Dataset entries:
────────────────────
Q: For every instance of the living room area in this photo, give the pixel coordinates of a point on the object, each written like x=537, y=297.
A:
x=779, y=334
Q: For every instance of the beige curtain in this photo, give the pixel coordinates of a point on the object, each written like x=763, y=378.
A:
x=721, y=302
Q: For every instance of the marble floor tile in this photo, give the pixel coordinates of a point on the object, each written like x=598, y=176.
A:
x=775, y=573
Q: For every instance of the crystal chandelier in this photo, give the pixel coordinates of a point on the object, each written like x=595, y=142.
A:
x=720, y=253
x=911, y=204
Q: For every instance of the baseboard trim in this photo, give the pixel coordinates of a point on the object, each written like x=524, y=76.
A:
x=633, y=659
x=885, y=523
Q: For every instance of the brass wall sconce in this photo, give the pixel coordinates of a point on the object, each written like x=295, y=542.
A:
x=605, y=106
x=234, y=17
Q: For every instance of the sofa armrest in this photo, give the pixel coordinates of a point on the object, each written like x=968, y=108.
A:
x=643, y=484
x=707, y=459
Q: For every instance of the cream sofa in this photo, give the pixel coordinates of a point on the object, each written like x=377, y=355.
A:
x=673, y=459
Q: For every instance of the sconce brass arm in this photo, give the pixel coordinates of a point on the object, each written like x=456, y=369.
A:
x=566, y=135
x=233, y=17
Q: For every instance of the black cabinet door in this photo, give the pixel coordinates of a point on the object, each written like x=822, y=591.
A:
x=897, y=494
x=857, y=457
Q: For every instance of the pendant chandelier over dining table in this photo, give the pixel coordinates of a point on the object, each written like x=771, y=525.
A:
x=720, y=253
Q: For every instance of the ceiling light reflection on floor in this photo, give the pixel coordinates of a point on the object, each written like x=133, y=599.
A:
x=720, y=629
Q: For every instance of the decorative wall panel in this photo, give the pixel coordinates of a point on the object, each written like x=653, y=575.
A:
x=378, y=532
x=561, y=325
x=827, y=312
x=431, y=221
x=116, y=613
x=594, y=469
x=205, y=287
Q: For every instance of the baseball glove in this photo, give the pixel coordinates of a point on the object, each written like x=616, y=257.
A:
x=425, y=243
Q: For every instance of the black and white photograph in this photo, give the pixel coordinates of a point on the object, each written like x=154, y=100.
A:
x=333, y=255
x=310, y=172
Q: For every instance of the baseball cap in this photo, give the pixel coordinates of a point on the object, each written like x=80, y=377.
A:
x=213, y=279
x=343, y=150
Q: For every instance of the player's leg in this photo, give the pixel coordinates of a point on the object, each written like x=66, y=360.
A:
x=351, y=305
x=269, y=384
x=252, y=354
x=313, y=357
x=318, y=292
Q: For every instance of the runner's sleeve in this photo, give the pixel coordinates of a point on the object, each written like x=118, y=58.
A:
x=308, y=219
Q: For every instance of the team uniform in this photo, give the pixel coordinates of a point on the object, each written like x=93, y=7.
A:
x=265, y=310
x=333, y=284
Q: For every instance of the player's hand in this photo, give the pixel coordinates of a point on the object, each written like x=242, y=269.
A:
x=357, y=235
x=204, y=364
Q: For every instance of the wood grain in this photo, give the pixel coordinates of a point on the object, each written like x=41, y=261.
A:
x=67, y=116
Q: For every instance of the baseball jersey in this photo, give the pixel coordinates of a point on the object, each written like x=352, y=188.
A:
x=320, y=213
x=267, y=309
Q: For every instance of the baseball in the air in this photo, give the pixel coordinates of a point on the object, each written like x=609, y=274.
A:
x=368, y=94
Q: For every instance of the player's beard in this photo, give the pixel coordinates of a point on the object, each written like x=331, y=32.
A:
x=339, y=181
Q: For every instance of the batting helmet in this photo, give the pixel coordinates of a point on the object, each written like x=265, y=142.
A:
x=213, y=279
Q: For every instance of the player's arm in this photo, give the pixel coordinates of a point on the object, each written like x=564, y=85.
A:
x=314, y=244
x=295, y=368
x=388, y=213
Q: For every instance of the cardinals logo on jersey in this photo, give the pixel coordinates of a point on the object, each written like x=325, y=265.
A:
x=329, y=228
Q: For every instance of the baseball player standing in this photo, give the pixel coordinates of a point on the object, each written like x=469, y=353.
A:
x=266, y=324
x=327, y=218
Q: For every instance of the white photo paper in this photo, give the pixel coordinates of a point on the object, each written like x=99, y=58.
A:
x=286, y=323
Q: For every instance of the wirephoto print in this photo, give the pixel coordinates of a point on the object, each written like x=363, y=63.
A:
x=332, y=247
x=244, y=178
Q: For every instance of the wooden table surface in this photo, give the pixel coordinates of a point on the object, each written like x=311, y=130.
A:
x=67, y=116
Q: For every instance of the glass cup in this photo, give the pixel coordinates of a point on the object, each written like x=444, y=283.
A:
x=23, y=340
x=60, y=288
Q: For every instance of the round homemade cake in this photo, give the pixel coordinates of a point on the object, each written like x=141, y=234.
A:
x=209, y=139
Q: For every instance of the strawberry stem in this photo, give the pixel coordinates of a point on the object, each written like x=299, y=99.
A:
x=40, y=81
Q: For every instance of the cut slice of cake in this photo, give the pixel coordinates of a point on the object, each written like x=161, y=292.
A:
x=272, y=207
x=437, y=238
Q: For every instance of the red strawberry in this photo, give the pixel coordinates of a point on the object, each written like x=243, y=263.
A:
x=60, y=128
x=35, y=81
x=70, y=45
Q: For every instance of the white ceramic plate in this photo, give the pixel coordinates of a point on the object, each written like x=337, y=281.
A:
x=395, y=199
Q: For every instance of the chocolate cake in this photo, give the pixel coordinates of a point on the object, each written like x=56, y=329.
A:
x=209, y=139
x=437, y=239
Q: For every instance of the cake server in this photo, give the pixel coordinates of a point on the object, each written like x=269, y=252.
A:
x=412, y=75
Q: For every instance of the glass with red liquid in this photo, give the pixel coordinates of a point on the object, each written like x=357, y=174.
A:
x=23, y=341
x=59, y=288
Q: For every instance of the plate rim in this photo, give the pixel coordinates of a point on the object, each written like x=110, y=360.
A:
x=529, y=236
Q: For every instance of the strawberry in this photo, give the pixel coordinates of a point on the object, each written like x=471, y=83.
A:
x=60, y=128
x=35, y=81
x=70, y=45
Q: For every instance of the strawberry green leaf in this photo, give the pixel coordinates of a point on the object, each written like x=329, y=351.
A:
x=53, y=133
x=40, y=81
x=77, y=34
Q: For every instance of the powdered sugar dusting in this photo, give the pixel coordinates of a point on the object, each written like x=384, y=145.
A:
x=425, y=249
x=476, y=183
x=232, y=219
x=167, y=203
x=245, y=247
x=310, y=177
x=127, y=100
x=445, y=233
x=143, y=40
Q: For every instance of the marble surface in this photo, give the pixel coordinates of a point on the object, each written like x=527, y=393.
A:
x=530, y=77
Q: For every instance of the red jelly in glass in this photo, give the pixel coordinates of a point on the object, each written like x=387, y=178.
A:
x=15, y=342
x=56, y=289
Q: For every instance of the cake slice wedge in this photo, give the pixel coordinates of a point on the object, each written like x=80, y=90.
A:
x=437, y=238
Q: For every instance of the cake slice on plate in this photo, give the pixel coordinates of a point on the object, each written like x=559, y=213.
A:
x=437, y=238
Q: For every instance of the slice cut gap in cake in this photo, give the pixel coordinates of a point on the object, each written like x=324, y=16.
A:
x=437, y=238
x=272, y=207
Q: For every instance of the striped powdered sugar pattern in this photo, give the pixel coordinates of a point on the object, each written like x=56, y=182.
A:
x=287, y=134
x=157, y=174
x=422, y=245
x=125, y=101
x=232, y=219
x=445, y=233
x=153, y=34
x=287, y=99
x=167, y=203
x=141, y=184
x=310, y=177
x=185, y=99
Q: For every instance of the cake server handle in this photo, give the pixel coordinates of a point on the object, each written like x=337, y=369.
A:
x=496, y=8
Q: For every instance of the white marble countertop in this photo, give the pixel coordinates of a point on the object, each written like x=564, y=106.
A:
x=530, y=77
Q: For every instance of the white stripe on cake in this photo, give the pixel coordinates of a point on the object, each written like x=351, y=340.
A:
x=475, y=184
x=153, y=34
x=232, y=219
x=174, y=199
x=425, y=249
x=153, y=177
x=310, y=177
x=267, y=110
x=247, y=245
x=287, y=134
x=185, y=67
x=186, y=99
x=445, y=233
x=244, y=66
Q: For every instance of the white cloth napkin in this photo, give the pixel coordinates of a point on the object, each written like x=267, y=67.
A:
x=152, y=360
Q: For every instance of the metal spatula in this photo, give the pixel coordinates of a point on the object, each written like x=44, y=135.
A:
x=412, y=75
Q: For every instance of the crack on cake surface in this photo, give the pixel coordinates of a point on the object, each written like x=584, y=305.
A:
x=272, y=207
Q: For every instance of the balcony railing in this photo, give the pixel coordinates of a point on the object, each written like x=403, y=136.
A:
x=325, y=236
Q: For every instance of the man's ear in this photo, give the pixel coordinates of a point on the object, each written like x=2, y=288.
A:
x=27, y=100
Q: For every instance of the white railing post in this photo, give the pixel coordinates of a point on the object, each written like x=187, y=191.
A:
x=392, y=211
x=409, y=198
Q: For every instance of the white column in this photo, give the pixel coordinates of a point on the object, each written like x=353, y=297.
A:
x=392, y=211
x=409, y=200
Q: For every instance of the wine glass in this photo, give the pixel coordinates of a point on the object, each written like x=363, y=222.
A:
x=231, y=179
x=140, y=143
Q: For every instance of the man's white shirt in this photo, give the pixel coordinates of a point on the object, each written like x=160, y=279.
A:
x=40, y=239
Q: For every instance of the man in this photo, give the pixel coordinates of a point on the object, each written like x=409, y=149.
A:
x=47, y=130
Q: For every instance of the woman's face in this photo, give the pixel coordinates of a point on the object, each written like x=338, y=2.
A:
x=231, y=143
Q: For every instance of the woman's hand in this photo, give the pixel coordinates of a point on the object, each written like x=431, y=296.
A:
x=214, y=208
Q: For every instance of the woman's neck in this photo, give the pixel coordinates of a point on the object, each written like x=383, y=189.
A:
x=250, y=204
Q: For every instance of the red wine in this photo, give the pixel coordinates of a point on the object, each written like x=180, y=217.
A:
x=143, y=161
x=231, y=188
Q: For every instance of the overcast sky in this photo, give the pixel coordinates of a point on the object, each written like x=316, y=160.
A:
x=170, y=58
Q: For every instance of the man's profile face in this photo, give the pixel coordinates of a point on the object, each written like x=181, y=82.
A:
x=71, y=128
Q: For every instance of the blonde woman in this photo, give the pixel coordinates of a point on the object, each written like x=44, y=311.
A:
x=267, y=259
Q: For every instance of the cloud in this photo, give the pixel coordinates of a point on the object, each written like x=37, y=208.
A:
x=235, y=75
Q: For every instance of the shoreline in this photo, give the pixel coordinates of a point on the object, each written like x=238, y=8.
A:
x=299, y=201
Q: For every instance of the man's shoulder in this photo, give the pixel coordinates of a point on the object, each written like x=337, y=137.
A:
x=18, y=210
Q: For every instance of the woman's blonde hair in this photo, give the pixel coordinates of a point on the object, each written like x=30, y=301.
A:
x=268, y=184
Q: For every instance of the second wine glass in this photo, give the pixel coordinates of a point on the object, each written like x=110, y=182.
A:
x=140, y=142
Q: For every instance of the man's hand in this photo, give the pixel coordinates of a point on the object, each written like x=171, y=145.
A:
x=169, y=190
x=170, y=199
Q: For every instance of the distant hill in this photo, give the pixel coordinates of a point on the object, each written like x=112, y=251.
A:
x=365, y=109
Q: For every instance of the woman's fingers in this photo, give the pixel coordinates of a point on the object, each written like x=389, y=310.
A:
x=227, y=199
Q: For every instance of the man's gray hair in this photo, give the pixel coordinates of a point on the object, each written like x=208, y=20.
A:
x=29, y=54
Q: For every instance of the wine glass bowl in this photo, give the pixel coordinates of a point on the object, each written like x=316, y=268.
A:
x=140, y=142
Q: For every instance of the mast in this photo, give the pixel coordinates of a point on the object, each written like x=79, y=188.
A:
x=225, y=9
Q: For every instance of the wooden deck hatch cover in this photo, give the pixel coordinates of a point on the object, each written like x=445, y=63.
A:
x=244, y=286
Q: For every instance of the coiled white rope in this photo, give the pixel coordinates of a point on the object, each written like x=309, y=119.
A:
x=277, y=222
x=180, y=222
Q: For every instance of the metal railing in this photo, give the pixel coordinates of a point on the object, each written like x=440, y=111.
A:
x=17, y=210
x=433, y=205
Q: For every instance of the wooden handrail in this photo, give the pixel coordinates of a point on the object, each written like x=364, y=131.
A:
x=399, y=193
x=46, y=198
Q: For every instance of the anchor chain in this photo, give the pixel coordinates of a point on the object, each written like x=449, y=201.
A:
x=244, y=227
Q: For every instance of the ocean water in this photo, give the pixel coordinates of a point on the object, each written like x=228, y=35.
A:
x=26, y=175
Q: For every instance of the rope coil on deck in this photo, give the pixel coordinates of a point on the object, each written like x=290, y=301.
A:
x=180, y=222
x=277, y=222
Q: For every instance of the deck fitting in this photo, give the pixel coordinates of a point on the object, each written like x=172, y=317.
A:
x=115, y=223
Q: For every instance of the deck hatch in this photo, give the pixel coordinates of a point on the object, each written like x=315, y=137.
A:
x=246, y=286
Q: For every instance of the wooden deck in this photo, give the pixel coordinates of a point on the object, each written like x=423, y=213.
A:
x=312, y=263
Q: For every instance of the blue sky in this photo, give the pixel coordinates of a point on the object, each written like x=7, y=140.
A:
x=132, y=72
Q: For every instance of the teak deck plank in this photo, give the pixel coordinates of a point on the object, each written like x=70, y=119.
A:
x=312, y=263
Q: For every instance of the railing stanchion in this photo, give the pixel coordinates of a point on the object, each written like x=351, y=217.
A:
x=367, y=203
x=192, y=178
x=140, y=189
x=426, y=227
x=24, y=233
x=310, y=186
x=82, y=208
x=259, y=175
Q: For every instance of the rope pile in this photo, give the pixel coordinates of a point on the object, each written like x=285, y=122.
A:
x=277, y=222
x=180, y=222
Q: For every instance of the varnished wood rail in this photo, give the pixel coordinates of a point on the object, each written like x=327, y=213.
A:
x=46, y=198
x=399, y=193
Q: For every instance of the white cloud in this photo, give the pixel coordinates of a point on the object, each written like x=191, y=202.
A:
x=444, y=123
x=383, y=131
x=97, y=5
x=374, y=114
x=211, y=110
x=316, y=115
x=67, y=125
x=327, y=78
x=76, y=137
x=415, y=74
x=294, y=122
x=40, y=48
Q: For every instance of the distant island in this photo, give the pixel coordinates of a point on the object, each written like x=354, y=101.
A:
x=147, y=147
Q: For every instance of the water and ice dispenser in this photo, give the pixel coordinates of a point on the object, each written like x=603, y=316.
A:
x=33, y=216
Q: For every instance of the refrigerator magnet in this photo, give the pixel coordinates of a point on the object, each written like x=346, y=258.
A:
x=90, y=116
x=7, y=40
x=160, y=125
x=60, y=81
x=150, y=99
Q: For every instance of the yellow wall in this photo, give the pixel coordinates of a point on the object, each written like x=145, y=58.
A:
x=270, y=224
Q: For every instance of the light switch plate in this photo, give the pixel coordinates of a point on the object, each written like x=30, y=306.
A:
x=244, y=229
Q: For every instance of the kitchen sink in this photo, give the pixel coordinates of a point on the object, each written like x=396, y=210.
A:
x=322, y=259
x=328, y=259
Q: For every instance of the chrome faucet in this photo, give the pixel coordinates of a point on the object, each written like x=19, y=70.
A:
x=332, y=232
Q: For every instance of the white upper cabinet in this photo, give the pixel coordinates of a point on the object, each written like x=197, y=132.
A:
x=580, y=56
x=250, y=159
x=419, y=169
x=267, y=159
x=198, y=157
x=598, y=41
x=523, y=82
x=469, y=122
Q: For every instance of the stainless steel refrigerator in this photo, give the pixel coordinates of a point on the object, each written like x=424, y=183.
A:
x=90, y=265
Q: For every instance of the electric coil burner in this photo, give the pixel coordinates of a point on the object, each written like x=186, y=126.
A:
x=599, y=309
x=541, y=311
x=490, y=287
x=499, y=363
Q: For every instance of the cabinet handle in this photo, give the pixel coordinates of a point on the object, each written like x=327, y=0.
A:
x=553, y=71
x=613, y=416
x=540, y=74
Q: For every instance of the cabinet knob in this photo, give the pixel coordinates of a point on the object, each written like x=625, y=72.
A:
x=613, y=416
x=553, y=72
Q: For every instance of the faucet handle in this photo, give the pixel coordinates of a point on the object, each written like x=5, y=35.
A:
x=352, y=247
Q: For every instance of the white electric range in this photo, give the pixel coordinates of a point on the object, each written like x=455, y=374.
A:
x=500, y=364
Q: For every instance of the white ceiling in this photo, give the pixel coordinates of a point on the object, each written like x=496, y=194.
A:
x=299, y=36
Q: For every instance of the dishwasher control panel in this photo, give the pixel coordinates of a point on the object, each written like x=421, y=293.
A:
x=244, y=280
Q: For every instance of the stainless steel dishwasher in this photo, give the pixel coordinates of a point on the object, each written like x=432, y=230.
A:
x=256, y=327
────────────────────
The task. Give the stretch of the records above, from their start through the line containing "x=885, y=523", as a Markdown table with the columns No. and Line, one row per line and blank lines left out.

Result of the task.
| No. | Line |
|---|---|
| 1 | Q: For every instance of the living room area in this photo, give the pixel coordinates of a point on the object, each written like x=537, y=297. |
| 2 | A: |
| 3 | x=779, y=334 |
| 4 | Q: For every instance of the beige curtain in this photo, give the pixel coordinates of a point on the object, each written like x=763, y=378. |
| 5 | A: |
| 6 | x=721, y=302 |
| 7 | Q: For every instance of the marble floor tile in this photo, give the pixel coordinates of a point on the object, each written like x=598, y=176. |
| 8 | A: |
| 9 | x=775, y=573 |
| 10 | Q: For every instance of the crystal chandelier in this photo, give the pixel coordinates of a point on the object, each written like x=595, y=142. |
| 11 | A: |
| 12 | x=720, y=253 |
| 13 | x=911, y=204 |
| 14 | Q: For every instance of the baseboard trim in this photo, give the pixel coordinates of a point on the object, each written like x=524, y=76. |
| 15 | A: |
| 16 | x=633, y=659 |
| 17 | x=885, y=523 |